• [TASKS FOR THIS EXERCISE]
(1) In the passage on size discrimination, change "risky practice" to "legal hazard" and write out the text between "Discrimination against big people can" and "arguing for decades.", inclusive.
(2) According to the passage on size discrimination, why were obesity-related claims harder to bring before the 2008 ADA amendments? Answer in one to three sentences.
(3) Pick up the passage on size discrimination after its final sentence and keep writing it.

EXCERPTED PASSAGE below:

Discrimination Against Big People

Discrimination against big people can result from a naive understanding of obesity as a simple matter of size and weight. But increasingly, the AMA ruling that obesity is a disease is leading employment law experts to warn business that discriminating against people because of their size is a risky practice.

Claudia Center of the Legal Aid Society Employment Law Center sees a trend emerging:

People are slowly starting to come forward. The trend is people are starting to see this as a civil rights issue, which advocates have been arguing for decades.

Even before the AMA ruling, the 2008 amendments to the Americans with Disabilities Act (ADA) opened the way for more discrimination claims related to obesity. Prior to this amendment, the technical definition of a disability was much narrower and made claims related to obesity much more difficult. Since the amendments, significant rulings against employers discriminating against people with obesity have received much attention.

End of EXCERPTED PASSAGE.
DATASET EXCERPTS below:

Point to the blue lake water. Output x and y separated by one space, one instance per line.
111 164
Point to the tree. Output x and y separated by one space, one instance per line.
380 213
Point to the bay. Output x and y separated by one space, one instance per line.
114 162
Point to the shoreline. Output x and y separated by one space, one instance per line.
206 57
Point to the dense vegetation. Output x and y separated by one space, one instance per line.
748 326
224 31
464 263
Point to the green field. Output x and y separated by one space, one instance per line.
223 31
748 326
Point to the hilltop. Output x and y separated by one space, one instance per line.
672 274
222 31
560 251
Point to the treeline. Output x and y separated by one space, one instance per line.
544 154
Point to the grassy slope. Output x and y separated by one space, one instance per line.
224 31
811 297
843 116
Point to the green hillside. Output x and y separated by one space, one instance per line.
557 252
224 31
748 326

End of DATASET EXCERPTS.
DATASET EXCERPTS below:

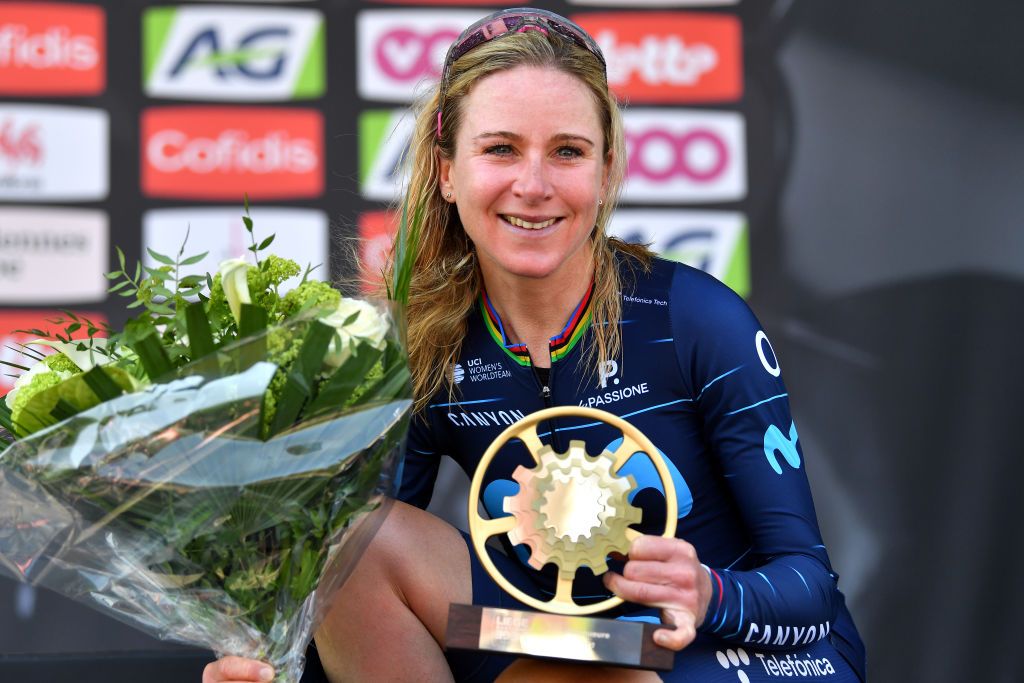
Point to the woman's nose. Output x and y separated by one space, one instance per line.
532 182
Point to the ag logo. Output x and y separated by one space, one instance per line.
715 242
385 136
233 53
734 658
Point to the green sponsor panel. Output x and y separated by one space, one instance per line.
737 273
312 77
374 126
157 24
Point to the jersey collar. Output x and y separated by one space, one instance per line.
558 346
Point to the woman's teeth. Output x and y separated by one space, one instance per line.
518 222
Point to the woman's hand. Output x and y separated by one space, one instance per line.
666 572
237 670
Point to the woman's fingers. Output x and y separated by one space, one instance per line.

End of DATASET EXCERPTS.

• [RESULTS OF THE EXERCISE]
(1)
Discrimination against big people can result from a naive understanding of obesity as a simple matter of size and weight. But increasingly, the AMA ruling that obesity is a disease is leading employment law experts to warn business that discriminating against people because of their size is a legal hazard.

Claudia Center of the Legal Aid Society Employment Law Center sees a trend emerging:

People are slowly starting to come forward. The trend is people are starting to see this as a civil rights issue, which advocates have been arguing for decades.

(2) Before the 2008 amendments to the Americans with Disabilities Act, the technical definition of a disability was much narrower. That narrower definition made obesity-related claims much more difficult.

(3)
In one, a forklift operator was fired after requesting a seat belt extender for his forklift. In another, a federal court ruled against a school district that judged a probationary teacher as “too big and sloppy” to be hired for a permanent position.

With the attention the AMA ruling has brought to obesity as a disease, employers will have to change their practices. Says Center:

They may be used to the old regime, where most of these kinds of cases were thrown out. But they’re going to have to get up to speed.

Beth Slagel, an employment law attorney with Meyer, Unkovic, and Scott, sums it up, saying:

You can’t discriminate against someone based on the color of their skin, and you can’t discriminate against them for their size.